## TASK TO CARRY OUT
Write the records out again exactly, leaving no images in.

## Stored dataset items
[Begin]

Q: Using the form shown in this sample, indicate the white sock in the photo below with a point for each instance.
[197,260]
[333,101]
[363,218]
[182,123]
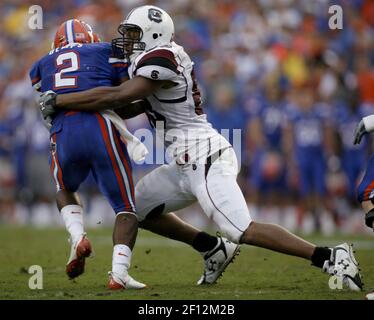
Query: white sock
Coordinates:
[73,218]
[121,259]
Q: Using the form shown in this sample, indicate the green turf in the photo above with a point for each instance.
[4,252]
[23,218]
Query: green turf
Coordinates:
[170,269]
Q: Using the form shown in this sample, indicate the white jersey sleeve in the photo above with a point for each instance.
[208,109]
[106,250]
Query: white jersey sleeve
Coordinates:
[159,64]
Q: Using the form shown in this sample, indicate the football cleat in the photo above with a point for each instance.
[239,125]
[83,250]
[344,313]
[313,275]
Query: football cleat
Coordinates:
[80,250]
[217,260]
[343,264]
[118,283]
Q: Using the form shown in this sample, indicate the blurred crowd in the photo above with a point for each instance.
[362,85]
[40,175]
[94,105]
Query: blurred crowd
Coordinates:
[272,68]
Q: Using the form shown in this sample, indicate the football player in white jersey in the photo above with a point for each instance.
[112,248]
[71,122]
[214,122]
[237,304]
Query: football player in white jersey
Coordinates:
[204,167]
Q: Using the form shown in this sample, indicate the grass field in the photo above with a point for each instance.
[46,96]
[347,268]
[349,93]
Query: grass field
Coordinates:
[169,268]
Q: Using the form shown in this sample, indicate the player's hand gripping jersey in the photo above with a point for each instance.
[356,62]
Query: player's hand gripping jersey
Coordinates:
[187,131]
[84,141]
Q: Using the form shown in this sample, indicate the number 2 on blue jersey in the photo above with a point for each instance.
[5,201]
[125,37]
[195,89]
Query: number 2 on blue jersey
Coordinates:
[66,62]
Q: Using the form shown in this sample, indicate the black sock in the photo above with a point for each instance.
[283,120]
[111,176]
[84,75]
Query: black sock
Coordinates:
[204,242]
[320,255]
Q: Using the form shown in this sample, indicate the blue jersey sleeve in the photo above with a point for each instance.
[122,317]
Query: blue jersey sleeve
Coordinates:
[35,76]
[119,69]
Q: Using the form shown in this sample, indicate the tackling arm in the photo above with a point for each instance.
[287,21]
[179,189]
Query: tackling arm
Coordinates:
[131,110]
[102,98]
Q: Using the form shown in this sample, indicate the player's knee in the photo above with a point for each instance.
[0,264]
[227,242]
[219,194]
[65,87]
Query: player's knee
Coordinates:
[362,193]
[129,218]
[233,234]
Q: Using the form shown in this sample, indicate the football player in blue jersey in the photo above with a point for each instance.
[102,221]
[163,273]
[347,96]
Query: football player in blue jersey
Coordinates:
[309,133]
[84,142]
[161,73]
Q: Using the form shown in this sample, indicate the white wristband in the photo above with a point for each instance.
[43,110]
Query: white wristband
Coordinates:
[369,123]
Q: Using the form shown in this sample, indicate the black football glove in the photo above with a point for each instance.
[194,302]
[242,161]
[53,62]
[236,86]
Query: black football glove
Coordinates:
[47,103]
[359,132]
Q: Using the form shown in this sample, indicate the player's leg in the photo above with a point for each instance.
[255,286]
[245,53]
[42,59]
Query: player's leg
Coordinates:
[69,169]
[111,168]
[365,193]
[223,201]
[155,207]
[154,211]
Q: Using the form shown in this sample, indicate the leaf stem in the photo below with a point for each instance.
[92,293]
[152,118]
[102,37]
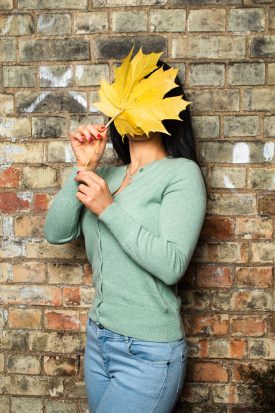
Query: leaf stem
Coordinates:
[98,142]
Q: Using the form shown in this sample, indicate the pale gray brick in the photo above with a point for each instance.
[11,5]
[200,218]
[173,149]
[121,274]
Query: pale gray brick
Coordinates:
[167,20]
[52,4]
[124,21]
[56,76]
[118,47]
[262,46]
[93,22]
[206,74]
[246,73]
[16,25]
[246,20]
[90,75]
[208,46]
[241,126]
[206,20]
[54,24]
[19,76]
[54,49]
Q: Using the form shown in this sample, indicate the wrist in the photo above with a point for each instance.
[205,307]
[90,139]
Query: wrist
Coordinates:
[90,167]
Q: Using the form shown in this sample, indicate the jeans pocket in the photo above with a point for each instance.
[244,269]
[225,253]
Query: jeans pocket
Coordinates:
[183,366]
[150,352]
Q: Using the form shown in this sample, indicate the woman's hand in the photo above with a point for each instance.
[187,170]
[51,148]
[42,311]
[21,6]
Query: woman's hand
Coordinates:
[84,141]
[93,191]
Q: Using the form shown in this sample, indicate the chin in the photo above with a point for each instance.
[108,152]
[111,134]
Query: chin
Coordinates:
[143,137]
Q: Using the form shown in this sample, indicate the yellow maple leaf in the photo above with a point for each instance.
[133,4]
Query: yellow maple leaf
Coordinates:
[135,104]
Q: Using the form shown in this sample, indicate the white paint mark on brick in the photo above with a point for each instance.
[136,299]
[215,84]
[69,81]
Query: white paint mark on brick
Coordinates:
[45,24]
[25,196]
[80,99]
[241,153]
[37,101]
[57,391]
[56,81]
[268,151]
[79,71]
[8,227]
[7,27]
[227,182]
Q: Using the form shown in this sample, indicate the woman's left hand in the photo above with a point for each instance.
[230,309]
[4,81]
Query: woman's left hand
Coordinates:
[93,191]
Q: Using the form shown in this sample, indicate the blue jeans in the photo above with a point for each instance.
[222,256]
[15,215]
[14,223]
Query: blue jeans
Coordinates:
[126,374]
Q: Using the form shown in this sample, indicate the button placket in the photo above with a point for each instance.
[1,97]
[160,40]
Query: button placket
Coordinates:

[End]

## REPLY TO THE EXERCISE
Q: Using the form shown in this sample, indicate the white sock in the photo below with a point for each instance.
[197,260]
[333,101]
[363,218]
[182,123]
Query: white sock
Coordinates:
[73,218]
[121,259]
Q: Using the form shown in this sample, indicate the green turf in the photo above with a point for each instance.
[4,252]
[23,218]
Query: green turf
Coordinates:
[170,269]
Q: Using the form shown in this sample, indicate the white jersey sleeve in the photo above with a point for each instance.
[208,109]
[106,250]
Query: white jersey sleeve
Coordinates:
[159,64]
Q: Using the form shown in this sample, indicate the football cleat in the photo above with a point for each instance.
[239,125]
[83,250]
[344,313]
[313,275]
Query: football cleat
Coordinates:
[80,250]
[217,260]
[343,264]
[118,283]
Q: Using the form shown in this sample, indicate the blurred crowd in the photo above with a point for each instance.
[362,85]
[40,175]
[94,105]
Query: blurred crowd
Coordinates:
[272,68]
Q: Using the form shown in this sample, indicate the football player in white jersey in the photo above with a point for each instance.
[112,248]
[71,122]
[214,122]
[237,304]
Query: football player in white jersey
Coordinates:
[204,167]
Q: Using the form shown in this sample, indicate the grass field in the photo above with a point for each instance.
[46,96]
[347,268]
[349,93]
Query: grass field
Coordinates:
[169,268]
Q: Using the form shown in this sample, indicate the player's hand gripping jersey in the photo above with a point for each instance.
[356,62]
Query: player's hand gripping jersey
Coordinates:
[187,131]
[84,141]
Q: Using the form shown in this sample, indicate the number 2 on blue jersey in the photo above with a point for each instance.
[5,201]
[125,37]
[195,89]
Query: number 2 on blue jersey
Coordinates:
[66,62]
Q: Using the form shown in this sample, indicate the black sock in the photo above with a point for each instance.
[283,120]
[111,176]
[84,75]
Query: black sock
Coordinates:
[204,242]
[320,255]
Q: Using the form shown in this sample, indicate the blue jersey sleeve in the photo above with a point for each instance.
[122,317]
Query: blue jersey sleeve
Coordinates:
[35,76]
[119,69]
Q: Using the form shown in this sample, indicate the tackling arm in the photo above with a point for each instance.
[287,21]
[179,189]
Query: tackling arm
Coordinates:
[131,110]
[102,98]
Q: Using the form shown in this sample, indicate the player's knee in the photo above with a point for each instance.
[0,264]
[227,242]
[219,194]
[65,87]
Query: player's knee
Coordinates:
[362,193]
[129,218]
[233,234]
Q: Using the form shown in this sample, indicate the football player in blue jersey in the photo above with a point for each instance.
[102,221]
[163,273]
[347,96]
Query: football player in blue jersey
Coordinates:
[309,133]
[84,142]
[161,73]
Q: Using the form shown in this sample, indicate the white wristband in the photo above with a point for each instance.
[43,110]
Query: white wristband
Coordinates:
[369,123]
Q: Using the form shown in this sample, indicate the black football glove in the photo above with a point for each instance.
[194,302]
[242,161]
[53,62]
[236,86]
Query: black football glove
Coordinates:
[47,103]
[359,132]
Q: Using the form shown in this sample, indicate the player's leg in the photo above with a point for each instance.
[255,286]
[245,53]
[42,59]
Query: player's leg
Coordinates:
[69,169]
[111,168]
[365,193]
[223,201]
[155,207]
[154,211]
Q: Using the form shown in this sample, indicate the leaf stem in the photo below with a point for each instance.
[92,293]
[152,118]
[102,37]
Query: leaf stem
Coordinates:
[98,142]
Q: Using the form shown in this sample, indicate the pale gray brick in the photo above with a point for each instance.
[11,5]
[200,218]
[173,149]
[121,274]
Query: pale gray brick
Coordinates:
[167,20]
[52,4]
[124,21]
[56,76]
[118,47]
[262,46]
[93,22]
[206,74]
[246,73]
[16,25]
[246,20]
[90,75]
[208,46]
[241,126]
[206,20]
[54,24]
[19,76]
[54,49]
Q: Using the form shown in this sample, indicate the wrist in the photo above with a point for each instance.
[205,307]
[90,139]
Query: wrist
Coordinates:
[90,167]
Q: Using the form shown in this sample, indicate the jeans pocket in the photo above with a point for each instance.
[244,269]
[225,253]
Query: jeans pocket
Coordinates:
[183,366]
[150,352]
Q: Using the form shown in this sample, indicate the woman's hand in the photo above with a point for each instance.
[187,170]
[51,148]
[42,311]
[21,6]
Query: woman's hand
Coordinates:
[84,141]
[93,191]
Q: Using the form shown in this sample, indicate the chin in the photo above with a point for each instance.
[108,152]
[111,134]
Query: chin
Coordinates:
[143,137]
Q: Using the form shown in this sample, indicate the yellow maple leaf in the photo above with a point for each instance.
[133,4]
Query: yellow maple leaf
Coordinates:
[135,104]
Q: Using the form shown in this sample, indicate the white paint mark on brick in the photo above with a point for each instance.
[136,299]
[215,84]
[69,81]
Query: white paint mark on brick
Coordinates:
[45,24]
[25,196]
[80,99]
[241,153]
[37,101]
[57,391]
[56,81]
[268,151]
[79,71]
[8,227]
[7,27]
[227,182]
Q: Using the form shown in this sample, indicate the woman's left hand in the photo above with a point for each instance.
[230,309]
[4,81]
Query: woman's left hand
Coordinates:
[93,191]
Q: Using the form shown in this sample, indicate the blue jeans in the photo above with a point for each instance.
[222,256]
[15,215]
[14,223]
Query: blue jeans
Coordinates:
[126,374]
Q: Using the form shown in this sample, indicate the button placket in the photo above with a point for each instance.
[1,97]
[160,40]
Query: button placket
Coordinates:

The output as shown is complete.